Saved data entries

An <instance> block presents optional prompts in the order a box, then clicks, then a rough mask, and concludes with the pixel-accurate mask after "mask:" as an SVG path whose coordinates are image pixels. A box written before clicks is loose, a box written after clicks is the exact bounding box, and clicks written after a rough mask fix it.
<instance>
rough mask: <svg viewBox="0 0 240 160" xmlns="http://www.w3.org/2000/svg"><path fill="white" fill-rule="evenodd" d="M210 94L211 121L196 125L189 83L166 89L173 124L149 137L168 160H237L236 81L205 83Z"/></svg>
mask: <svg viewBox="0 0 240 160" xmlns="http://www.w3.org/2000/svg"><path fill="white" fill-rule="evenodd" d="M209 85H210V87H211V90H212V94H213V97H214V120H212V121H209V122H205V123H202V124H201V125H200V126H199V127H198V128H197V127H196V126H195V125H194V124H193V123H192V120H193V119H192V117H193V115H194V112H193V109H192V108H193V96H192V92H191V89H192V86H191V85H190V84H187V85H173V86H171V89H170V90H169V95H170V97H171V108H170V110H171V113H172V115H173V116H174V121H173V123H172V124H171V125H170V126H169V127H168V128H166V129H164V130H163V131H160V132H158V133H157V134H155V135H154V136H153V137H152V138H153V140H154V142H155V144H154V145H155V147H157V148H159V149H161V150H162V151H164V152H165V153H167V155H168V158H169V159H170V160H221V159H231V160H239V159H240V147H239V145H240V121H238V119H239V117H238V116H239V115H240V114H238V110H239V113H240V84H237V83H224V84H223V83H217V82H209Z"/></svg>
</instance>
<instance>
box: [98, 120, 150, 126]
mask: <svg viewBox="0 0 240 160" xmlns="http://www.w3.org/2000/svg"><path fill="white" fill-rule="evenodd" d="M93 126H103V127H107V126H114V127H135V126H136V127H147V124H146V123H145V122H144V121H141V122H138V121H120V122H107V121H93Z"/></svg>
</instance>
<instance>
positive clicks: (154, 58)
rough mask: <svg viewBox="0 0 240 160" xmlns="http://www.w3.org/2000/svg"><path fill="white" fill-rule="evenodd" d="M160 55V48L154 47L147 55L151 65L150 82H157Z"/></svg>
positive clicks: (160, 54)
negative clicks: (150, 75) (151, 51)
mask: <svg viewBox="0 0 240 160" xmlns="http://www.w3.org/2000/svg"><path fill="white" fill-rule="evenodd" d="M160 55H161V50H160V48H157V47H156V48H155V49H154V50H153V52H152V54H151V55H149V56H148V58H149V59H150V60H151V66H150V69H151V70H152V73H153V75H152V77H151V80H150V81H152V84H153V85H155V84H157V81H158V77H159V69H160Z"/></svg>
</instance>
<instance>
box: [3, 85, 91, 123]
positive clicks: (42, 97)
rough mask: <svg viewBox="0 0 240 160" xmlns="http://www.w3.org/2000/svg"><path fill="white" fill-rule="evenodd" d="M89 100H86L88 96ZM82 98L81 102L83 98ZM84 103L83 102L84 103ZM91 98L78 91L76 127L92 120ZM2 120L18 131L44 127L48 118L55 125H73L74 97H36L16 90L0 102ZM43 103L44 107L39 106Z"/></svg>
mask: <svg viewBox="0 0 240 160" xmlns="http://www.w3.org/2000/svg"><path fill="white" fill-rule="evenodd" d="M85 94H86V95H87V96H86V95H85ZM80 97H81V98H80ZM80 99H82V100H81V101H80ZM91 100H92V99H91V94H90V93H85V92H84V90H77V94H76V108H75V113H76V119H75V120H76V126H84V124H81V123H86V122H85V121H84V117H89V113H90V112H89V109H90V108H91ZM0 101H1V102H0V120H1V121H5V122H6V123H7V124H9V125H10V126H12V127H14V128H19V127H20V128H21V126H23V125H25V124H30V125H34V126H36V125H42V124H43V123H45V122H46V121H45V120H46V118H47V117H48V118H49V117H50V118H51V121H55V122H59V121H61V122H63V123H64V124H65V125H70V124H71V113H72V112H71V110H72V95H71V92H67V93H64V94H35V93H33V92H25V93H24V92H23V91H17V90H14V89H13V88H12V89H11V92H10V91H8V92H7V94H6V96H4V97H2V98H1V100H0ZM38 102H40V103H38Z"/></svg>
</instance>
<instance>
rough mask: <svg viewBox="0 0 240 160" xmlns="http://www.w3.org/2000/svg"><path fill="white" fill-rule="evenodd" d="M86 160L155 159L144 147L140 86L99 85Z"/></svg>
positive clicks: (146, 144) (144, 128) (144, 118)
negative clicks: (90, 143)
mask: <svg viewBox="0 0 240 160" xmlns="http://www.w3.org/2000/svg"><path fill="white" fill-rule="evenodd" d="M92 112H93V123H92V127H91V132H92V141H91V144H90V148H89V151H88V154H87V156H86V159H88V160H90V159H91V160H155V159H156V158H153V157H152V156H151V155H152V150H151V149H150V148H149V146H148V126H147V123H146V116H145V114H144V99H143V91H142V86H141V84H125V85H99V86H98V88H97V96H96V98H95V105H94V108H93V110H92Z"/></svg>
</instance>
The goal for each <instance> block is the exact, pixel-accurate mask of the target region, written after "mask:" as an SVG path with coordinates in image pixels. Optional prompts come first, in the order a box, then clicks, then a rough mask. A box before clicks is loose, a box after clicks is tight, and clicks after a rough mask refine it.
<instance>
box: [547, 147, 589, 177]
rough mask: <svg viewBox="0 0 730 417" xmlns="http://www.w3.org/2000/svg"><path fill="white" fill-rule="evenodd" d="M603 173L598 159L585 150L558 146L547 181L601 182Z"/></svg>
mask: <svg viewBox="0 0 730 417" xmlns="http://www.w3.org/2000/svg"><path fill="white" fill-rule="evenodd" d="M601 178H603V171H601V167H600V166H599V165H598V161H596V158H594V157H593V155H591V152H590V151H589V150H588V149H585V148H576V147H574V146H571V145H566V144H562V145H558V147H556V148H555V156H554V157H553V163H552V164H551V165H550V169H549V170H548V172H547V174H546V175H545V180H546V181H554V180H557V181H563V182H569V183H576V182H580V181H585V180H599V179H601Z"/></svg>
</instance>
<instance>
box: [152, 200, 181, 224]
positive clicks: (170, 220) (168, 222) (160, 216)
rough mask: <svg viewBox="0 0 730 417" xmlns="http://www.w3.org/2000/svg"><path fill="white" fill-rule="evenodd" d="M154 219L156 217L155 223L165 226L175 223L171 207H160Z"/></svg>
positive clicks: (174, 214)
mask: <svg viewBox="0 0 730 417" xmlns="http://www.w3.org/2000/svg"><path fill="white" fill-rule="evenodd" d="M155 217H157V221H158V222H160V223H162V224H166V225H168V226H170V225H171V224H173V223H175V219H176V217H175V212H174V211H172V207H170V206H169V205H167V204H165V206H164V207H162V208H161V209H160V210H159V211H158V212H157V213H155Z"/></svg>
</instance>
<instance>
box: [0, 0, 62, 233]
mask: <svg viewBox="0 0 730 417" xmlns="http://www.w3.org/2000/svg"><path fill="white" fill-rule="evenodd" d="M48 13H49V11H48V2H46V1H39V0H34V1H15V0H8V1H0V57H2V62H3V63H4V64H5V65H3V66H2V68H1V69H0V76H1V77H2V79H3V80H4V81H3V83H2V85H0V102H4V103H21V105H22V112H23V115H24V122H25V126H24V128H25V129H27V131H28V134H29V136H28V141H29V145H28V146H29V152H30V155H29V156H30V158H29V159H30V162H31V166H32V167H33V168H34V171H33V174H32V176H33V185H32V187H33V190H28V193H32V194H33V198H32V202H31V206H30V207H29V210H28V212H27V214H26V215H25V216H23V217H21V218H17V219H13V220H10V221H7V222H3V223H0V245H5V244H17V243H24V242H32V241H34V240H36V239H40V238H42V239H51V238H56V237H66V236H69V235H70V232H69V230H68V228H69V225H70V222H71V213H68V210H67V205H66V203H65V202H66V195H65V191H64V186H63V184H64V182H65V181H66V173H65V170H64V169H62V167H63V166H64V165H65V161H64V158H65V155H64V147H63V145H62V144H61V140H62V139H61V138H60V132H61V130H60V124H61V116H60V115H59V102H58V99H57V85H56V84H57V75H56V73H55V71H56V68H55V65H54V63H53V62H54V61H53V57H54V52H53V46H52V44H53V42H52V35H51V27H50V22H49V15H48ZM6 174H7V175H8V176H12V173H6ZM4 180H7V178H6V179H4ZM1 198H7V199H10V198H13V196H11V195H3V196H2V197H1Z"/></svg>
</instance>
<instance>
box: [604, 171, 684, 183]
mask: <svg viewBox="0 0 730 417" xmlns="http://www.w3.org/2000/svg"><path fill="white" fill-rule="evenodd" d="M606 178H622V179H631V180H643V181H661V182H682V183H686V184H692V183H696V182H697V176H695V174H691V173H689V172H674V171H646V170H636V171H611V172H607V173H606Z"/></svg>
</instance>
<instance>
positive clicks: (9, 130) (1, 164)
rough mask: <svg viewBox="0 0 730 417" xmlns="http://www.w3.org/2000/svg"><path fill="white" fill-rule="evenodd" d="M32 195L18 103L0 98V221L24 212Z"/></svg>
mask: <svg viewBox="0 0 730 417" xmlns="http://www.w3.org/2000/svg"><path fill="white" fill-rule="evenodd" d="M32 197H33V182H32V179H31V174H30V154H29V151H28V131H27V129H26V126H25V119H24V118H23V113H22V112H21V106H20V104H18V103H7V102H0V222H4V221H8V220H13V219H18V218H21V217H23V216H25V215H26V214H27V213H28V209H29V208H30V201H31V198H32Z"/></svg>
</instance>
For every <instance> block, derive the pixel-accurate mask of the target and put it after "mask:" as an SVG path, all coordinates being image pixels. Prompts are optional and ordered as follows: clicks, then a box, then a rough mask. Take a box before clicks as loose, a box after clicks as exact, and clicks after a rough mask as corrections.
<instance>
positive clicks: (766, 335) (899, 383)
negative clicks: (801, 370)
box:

- **DIRECTIONS**
Reproduce verbatim the lines of the saved data entries that begin with the first line and end with the line containing "94L211 121L196 125L189", including both of those lines.

- **EXPECTED ANSWER**
An <instance> block presents optional prompts in the order a box, then clicks, then a rough mask, and concludes with the pixel-accurate mask after "mask:" as an SVG path whose coordinates are image pixels. A box written before clicks is loose, a box written after clicks is the exact bounding box, and clicks written after a rough mask fix it.
<instance>
rough mask: <svg viewBox="0 0 240 160" xmlns="http://www.w3.org/2000/svg"><path fill="white" fill-rule="evenodd" d="M210 94L211 121L196 125L189 83L166 89L173 124L149 137L168 160H237L236 81L205 83Z"/></svg>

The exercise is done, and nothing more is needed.